## Stated problem
Rewrite the listing with "keypoint" changed to "marker" and everything else left as it is, omitting the pictures.

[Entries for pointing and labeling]
## start
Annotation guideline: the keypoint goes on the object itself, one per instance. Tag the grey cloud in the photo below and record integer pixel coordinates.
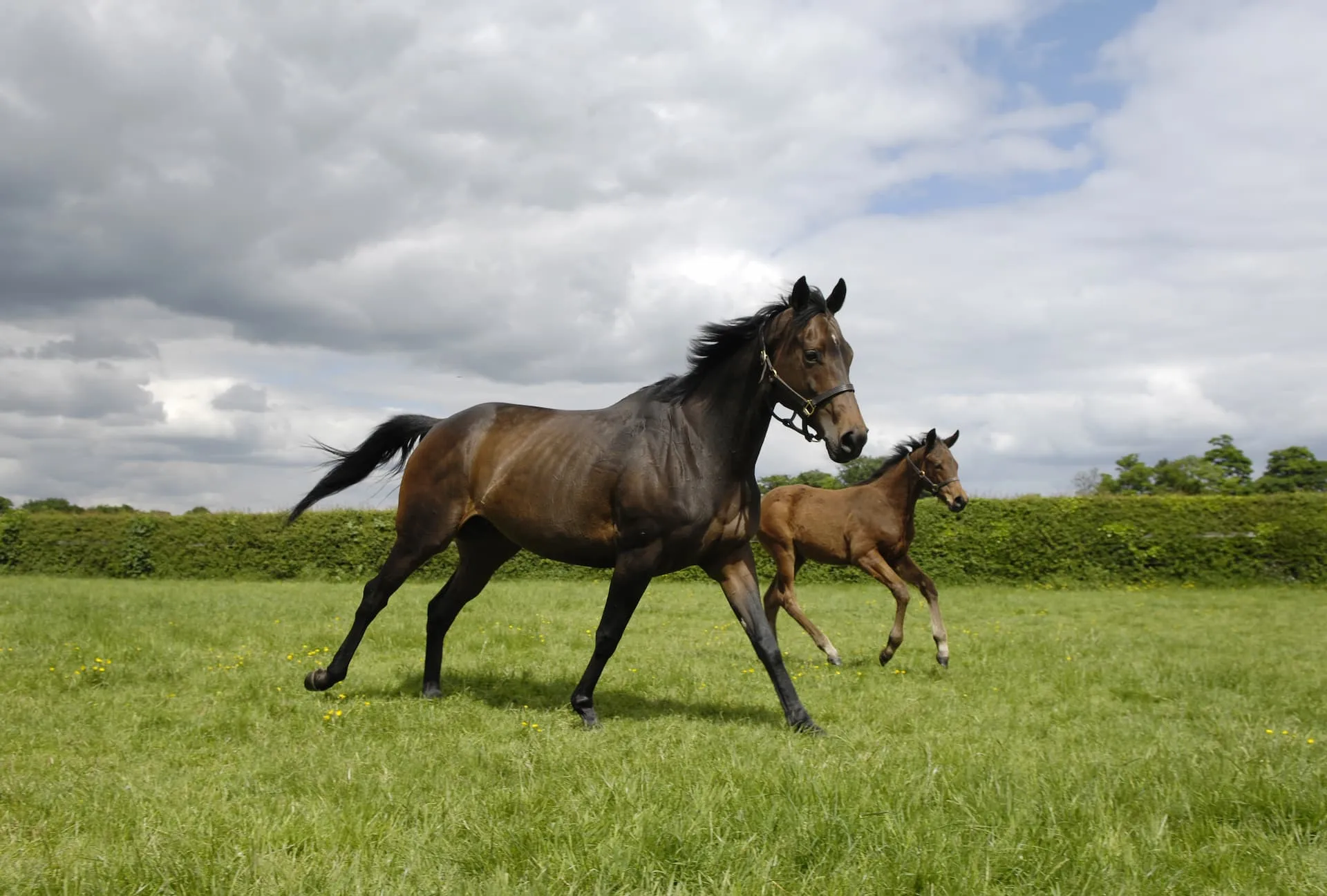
(409, 180)
(91, 394)
(242, 397)
(92, 346)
## end
## Written response
Annotation guideline: the marker goes on the object itself, one per instance. Tag the grey cloud in the photo below and record integer pixel coordinates.
(409, 180)
(91, 394)
(242, 397)
(92, 346)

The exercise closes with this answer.